TEXTAUSZUG:
Unigestion-Marktanalyse: Jetzt den Fuß etwas vom Gas nehmen

... und Chancen nach einer möglichen Korrektur wahrnehmen

Nach vier aufeinanderfolgenden Monaten ununterbrochener Kursanstiege an den Aktienmärkten, nach den massiven globalen Interventionen von Regierungen und Zentralbanken, die diesen Aufschwung ermöglichten, nach einer bislang unvorstellbaren Abschottung der halben Welt, ist es an der Zeit, das Gleichgewicht der Risiken neu zu bewerten.

Es gilt, das korrekt Vorhergesehene von dem noch nicht Abschätzbaren zu trennen und die kurzfristigen Risiken innerhalb des größeren Horizonts zu erwägen. Obwohl wir aufgrund des „exogenen“ Aspekts des Schocks und der anhaltenden beispiellosen Unterstützung der finanziellen und politischen Behörden weiterhin an ein „V-Szenario“ für die Weltwirtschaft glauben, erscheint das kurzfristige Bild eher uneinheitlich. Wir glauben, dass es eine Reihe von technischen Elementen gibt, die die Marktstimmung in den kommenden Wochen beeinflussen könnten. Daher mäßigen wir unsere Übergewichtung von Growth Assets und ziehen innerhalb unserer Multi-Asset-Portfolios verstärkt Absicherungsstrategien in Betracht.

Saisonalität und technische Faktoren...
 
Während der S&P 500 auf den Stand von Anfang Januar zurückkehrte, war der Anstieg an den Aktienmärkten im Juli gleichmäßiger als in den Vormonaten. Die Streuung zwischen Stilen, Sektoren und Ländern war somit geringer. So lieferten beispielsweise der MSCI World und der gleichgewichtete MSCI World im Juli eine ähnliche Performance, obwohl Ersterer den MSCI World seit Jahresbeginn um 6,7 Prozent übertraf. Ein weiteres Beispiel: Der MSCI World Tech war in diesem Monat nicht der Sektor mit der besten Performance. Obwohl er für den Monat eine positive Performance erzielte (plus 1,9 Prozent), verzeichnete der MSCI Word Utilities eine wesentlich bessere Rendite (plus 6,7 Prozent). Historisch gesehen ist eine breitere und globalere Beteiligung an der Rally ein positives Signal für die zukünftige Performance der Aktienindizes.

EXTRAHIERTE ANGABEN:

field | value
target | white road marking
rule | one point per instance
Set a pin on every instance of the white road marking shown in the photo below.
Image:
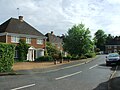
(93, 66)
(63, 68)
(23, 87)
(112, 75)
(67, 75)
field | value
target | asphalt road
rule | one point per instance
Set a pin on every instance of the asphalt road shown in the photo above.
(78, 76)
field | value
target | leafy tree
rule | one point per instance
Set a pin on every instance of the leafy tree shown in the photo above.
(51, 49)
(109, 38)
(100, 39)
(78, 40)
(22, 48)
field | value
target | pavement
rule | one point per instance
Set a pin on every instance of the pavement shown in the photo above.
(48, 66)
(114, 82)
(77, 75)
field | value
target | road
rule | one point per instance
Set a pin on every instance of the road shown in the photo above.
(77, 76)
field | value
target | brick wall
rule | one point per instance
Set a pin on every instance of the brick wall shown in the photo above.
(3, 39)
(33, 42)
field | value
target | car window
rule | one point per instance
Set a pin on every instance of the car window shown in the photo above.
(113, 55)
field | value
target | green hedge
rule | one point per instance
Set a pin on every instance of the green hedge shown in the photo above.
(6, 57)
(90, 55)
(44, 58)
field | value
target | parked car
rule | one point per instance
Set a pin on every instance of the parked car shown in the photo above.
(112, 58)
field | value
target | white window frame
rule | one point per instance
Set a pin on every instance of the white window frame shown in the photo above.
(39, 41)
(16, 54)
(28, 40)
(15, 39)
(115, 46)
(109, 47)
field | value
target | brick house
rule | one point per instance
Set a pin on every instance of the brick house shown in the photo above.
(57, 41)
(113, 45)
(12, 30)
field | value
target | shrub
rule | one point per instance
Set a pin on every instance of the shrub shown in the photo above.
(6, 57)
(44, 58)
(90, 55)
(22, 48)
(68, 57)
(83, 57)
(75, 57)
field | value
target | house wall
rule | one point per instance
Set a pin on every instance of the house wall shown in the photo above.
(112, 48)
(3, 39)
(33, 42)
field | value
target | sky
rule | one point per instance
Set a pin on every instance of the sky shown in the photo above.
(60, 15)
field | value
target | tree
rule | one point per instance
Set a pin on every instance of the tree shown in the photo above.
(109, 38)
(51, 49)
(100, 39)
(22, 48)
(78, 40)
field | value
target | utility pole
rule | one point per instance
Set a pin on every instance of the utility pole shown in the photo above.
(18, 11)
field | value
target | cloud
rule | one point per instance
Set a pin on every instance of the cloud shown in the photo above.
(59, 15)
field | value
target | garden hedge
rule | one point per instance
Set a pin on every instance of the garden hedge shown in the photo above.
(6, 57)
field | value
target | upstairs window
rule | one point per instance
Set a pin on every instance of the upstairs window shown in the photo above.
(15, 39)
(28, 40)
(39, 41)
(16, 54)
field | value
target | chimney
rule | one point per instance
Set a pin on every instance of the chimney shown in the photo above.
(21, 18)
(52, 32)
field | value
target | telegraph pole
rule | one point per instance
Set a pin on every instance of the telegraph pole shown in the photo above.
(18, 10)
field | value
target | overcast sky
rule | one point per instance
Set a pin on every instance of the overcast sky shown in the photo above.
(59, 15)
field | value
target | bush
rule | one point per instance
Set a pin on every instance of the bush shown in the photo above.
(6, 57)
(90, 55)
(44, 58)
(68, 57)
(22, 48)
(83, 57)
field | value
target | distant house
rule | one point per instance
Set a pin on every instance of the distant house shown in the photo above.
(55, 40)
(12, 30)
(113, 45)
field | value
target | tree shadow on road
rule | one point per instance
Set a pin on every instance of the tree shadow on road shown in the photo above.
(112, 84)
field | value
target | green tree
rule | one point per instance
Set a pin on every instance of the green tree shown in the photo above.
(51, 49)
(100, 39)
(109, 38)
(78, 40)
(22, 48)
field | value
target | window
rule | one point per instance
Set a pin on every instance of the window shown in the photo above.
(109, 47)
(115, 46)
(15, 39)
(28, 40)
(16, 54)
(39, 41)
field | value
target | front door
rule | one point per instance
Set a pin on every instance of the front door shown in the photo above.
(30, 55)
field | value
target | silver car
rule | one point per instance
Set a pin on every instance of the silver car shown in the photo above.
(112, 58)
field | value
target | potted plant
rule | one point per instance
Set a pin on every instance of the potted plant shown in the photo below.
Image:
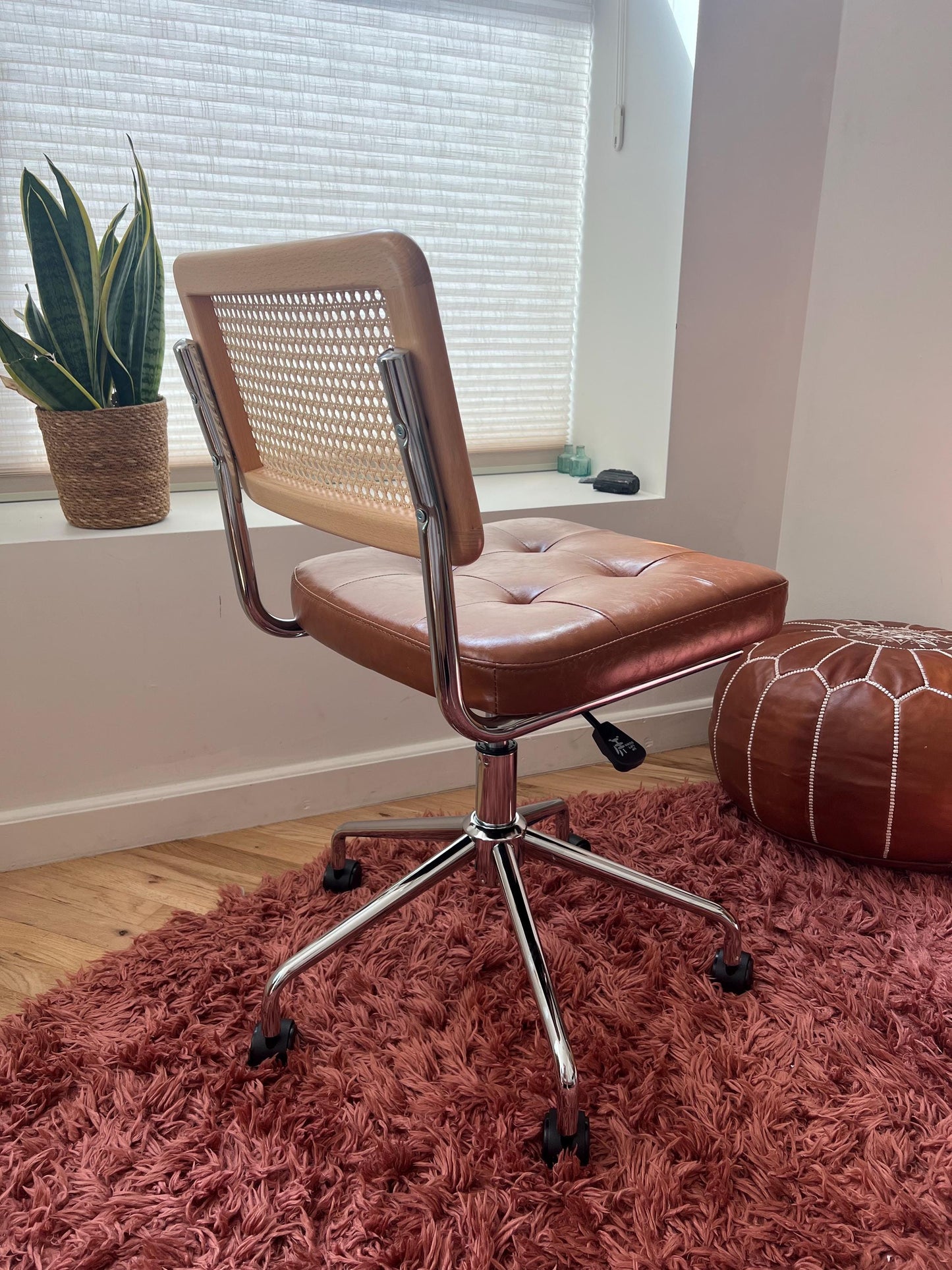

ARBEITSFRAGEN:
A. Wie viele Monate in Folge stiegen die Kurse an den Aktienmärkten laut der Marktanalyse ununterbrochen?
B. Geben Sie aus der Marktanalyse den Abschnitt von "Saisonalität und technische" bis "Performance der Aktienindizes." wieder und tauschen Sie dabei "Juli" gegen "August" aus.
C. Übersetzen Sie den Satz "Die Streuung zwischen Stilen, Sektoren und Ländern war somit geringer." aus der Marktanalyse ins Englische.

ERGEBNISSE JE AUFGABE:
A. Vier Monate in Folge.

B.
Saisonalität und technische Faktoren...
 
Während der S&P 500 auf den Stand von Anfang Januar zurückkehrte, war der Anstieg an den Aktienmärkten im August gleichmäßiger als in den Vormonaten. Die Streuung zwischen Stilen, Sektoren und Ländern war somit geringer. So lieferten beispielsweise der MSCI World und der gleichgewichtete MSCI World im August eine ähnliche Performance, obwohl Ersterer den MSCI World seit Jahresbeginn um 6,7 Prozent übertraf. Ein weiteres Beispiel: Der MSCI World Tech war in diesem Monat nicht der Sektor mit der besten Performance. Obwohl er für den Monat eine positive Performance erzielte (plus 1,9 Prozent), verzeichnete der MSCI Word Utilities eine wesentlich bessere Rendite (plus 6,7 Prozent). Historisch gesehen ist eine breitere und globalere Beteiligung an der Rally ein positives Signal für die zukünftige Performance der Aktienindizes.

C. The dispersion between styles, sectors and countries was therefore lower.